## Work to complete
Each line from the one that contains "the bus windshield" to the last line of the records below must be restated word for word.

───── Input data ─────

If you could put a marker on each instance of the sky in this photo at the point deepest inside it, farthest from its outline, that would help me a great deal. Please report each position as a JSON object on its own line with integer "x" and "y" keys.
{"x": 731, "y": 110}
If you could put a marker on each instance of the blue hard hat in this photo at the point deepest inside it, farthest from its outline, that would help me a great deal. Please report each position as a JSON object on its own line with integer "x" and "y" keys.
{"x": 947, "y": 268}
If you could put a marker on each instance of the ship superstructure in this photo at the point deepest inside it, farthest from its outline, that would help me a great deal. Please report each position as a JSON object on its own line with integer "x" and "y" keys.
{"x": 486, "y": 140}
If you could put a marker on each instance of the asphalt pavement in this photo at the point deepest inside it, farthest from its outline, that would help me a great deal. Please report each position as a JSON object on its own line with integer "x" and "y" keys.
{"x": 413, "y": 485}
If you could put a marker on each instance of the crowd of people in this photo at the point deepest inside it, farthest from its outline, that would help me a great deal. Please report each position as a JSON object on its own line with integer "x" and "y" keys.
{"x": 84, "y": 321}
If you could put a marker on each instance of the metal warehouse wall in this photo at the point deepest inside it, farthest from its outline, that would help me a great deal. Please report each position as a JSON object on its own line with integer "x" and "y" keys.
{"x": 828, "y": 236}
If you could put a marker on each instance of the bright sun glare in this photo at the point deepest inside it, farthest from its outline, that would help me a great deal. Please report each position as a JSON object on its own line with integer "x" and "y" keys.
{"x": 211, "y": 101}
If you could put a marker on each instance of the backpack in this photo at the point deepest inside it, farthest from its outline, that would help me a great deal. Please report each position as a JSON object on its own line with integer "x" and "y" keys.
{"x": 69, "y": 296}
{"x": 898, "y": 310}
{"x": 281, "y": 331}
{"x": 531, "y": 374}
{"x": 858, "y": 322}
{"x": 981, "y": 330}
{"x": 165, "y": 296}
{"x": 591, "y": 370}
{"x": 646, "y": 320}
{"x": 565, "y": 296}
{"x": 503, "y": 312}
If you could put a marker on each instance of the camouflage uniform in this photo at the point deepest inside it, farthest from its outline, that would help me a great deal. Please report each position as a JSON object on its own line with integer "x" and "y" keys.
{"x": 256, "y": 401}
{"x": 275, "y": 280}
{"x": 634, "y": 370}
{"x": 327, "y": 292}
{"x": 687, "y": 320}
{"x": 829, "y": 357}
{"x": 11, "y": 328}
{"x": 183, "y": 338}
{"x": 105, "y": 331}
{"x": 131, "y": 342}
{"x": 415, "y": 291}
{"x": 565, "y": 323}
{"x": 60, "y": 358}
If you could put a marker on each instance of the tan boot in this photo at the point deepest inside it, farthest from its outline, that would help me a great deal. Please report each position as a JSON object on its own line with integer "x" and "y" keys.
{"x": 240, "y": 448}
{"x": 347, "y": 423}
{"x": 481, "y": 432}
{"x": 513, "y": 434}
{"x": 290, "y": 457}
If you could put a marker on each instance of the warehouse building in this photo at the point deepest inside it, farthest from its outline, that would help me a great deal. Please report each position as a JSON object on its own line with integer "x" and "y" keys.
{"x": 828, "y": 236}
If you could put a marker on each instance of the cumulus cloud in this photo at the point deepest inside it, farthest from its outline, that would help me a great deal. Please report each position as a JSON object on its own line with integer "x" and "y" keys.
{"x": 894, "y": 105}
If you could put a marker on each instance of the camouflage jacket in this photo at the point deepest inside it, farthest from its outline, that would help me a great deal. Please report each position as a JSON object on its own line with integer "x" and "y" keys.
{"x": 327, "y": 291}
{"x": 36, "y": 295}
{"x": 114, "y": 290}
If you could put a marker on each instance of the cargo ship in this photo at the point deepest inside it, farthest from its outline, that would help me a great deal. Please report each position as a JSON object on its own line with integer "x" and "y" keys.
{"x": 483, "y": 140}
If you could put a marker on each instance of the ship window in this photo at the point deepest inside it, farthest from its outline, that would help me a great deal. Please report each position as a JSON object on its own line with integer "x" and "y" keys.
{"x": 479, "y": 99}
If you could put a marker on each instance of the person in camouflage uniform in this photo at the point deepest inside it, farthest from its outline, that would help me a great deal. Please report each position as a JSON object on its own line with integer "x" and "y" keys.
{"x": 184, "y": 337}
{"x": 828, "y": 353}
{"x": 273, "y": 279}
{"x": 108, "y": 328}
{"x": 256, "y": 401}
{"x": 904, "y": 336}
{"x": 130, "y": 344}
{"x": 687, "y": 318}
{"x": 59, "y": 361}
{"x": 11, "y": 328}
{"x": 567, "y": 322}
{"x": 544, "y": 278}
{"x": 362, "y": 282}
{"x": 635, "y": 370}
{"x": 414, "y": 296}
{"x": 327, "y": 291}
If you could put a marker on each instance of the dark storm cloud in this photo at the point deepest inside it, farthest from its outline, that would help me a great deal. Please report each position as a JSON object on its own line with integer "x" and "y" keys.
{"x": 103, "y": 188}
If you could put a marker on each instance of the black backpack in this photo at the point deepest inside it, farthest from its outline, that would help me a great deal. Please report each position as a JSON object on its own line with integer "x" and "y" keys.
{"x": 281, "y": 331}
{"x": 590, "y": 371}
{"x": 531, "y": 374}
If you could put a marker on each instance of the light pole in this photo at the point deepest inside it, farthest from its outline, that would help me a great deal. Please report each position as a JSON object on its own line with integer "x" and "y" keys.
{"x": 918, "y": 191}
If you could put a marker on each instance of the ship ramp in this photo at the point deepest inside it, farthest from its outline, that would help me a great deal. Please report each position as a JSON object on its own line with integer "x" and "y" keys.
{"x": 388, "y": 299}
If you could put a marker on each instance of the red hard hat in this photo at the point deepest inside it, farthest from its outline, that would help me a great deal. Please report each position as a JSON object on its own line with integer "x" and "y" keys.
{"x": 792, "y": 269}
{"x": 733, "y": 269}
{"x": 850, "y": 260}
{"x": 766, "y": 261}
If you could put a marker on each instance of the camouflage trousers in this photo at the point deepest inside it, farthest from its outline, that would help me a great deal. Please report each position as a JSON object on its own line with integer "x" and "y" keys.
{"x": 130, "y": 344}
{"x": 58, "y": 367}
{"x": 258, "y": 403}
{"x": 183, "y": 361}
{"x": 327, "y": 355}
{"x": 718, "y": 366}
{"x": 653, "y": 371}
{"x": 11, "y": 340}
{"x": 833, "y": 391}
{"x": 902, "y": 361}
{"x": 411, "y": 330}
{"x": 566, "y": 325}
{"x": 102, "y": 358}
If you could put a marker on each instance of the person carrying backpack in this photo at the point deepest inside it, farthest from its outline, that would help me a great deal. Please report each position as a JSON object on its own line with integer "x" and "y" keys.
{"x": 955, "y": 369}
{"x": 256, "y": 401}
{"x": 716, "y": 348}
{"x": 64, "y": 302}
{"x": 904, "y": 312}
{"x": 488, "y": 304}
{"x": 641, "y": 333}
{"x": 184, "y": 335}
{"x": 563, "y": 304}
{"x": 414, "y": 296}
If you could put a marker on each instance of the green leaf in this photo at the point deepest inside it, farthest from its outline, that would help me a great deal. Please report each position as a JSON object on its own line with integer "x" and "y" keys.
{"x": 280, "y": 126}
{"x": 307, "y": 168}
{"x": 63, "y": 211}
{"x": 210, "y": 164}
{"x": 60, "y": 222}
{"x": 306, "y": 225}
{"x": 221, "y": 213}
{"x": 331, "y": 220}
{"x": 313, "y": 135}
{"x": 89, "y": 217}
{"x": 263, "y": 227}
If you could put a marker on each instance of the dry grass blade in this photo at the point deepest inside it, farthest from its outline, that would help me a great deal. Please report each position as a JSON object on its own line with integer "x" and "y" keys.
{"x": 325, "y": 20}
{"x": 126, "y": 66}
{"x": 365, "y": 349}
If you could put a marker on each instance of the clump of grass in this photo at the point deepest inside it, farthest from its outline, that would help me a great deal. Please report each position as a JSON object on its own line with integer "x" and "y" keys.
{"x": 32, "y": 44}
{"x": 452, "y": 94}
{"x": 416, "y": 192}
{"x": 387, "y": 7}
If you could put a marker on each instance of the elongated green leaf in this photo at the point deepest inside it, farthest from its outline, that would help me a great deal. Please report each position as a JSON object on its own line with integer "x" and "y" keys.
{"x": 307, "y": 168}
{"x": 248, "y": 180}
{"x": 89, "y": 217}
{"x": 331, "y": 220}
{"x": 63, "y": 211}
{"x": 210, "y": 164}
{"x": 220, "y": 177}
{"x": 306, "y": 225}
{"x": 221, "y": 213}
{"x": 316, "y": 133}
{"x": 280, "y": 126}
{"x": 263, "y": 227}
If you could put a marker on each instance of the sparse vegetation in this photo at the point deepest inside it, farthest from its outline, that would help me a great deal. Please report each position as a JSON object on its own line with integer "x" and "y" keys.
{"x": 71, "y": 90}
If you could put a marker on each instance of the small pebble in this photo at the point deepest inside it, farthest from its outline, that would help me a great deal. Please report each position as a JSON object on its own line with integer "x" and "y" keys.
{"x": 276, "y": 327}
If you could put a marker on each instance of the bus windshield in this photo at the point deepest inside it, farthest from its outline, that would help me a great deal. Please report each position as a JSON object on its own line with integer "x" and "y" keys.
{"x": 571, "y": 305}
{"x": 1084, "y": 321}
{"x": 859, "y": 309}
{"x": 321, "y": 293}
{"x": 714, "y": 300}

─────

## Exercise solution
If you could put a marker on each instance of the bus windshield in this photo at the point deepest inside it, farthest from its outline, that would help me a great deal. Please report each position as a JSON object on its own line with integer "x" and "y" keys.
{"x": 571, "y": 305}
{"x": 1084, "y": 321}
{"x": 859, "y": 309}
{"x": 321, "y": 293}
{"x": 714, "y": 300}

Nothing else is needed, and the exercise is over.